Natural-language object grounding data

-*-

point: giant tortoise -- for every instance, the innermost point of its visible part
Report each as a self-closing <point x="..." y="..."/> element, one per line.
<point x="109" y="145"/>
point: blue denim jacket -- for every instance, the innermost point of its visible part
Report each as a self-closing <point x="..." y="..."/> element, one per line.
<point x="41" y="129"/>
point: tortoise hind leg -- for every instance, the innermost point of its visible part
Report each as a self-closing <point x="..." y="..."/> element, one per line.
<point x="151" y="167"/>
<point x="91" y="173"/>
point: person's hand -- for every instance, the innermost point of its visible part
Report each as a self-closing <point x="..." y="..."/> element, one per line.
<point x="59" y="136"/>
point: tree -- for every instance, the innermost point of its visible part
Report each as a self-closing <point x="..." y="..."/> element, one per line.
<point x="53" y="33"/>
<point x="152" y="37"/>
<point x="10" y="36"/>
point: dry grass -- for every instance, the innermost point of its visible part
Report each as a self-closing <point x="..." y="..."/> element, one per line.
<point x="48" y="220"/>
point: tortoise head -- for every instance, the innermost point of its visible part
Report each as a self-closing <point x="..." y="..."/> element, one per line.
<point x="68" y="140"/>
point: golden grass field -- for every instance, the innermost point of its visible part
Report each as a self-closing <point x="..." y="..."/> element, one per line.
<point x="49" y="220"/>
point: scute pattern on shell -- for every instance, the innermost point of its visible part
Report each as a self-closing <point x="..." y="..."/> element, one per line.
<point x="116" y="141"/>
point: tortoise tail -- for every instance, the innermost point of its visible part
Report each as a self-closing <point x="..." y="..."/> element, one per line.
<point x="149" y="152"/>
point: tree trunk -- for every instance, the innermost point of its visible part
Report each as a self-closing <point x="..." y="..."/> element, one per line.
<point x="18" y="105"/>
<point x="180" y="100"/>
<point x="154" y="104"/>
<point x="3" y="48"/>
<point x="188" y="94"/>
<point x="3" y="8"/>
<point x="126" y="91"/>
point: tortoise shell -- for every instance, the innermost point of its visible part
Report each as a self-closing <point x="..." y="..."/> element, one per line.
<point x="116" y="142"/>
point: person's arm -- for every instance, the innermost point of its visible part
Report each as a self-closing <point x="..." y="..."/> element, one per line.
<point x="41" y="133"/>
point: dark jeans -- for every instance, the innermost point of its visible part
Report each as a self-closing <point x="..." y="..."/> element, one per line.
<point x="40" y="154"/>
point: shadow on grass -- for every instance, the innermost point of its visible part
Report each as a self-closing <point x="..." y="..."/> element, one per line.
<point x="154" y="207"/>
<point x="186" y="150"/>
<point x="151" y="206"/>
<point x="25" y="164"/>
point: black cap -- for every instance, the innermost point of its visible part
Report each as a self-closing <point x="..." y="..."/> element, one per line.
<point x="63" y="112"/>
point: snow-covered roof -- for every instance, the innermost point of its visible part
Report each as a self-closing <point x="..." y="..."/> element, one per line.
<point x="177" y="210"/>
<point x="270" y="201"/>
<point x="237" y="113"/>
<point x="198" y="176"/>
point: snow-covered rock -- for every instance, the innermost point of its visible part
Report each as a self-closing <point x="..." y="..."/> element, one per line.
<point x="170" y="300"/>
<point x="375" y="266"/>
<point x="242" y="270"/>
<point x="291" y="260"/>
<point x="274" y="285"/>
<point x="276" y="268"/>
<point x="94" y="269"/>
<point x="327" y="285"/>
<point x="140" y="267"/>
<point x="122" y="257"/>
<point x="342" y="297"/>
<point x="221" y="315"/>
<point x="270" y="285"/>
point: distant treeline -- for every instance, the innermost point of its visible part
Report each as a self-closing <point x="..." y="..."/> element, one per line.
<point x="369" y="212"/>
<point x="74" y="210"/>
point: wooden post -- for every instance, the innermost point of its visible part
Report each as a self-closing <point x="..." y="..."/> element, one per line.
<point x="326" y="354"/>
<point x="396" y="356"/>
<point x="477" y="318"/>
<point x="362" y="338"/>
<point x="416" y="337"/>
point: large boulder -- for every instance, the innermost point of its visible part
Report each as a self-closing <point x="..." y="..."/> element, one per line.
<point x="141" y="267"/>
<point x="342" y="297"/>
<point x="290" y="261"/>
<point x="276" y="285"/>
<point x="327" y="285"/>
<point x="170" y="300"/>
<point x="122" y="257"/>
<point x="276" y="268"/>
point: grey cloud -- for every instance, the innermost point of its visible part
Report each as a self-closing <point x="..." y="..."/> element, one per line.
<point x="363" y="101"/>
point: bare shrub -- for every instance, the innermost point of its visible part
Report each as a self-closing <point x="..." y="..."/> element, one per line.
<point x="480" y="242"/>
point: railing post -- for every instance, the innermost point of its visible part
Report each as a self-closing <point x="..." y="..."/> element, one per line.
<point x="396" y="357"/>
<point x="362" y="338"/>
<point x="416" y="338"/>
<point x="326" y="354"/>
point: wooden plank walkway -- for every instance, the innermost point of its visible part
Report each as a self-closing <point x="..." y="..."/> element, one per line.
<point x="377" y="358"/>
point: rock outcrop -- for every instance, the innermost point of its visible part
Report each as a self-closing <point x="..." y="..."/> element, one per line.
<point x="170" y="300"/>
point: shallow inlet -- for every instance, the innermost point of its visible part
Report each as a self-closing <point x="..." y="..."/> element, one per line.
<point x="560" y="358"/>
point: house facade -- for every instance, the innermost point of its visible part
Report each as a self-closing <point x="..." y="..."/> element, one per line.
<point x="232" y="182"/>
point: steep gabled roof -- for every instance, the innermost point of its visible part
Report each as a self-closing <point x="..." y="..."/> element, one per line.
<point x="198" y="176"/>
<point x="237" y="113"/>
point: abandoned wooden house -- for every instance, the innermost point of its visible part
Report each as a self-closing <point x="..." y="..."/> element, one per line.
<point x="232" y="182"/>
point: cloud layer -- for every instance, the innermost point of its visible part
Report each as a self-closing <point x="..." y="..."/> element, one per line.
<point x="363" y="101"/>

-*-

▸ **Assignment**
Copy out each line of the records where the string "rock" appears.

▸ **Output for this exercise**
point: snow-covered rock -- for every instance, the innermost point of its visible part
point: rock outcrop -- for every instance, the innermost point of its visible part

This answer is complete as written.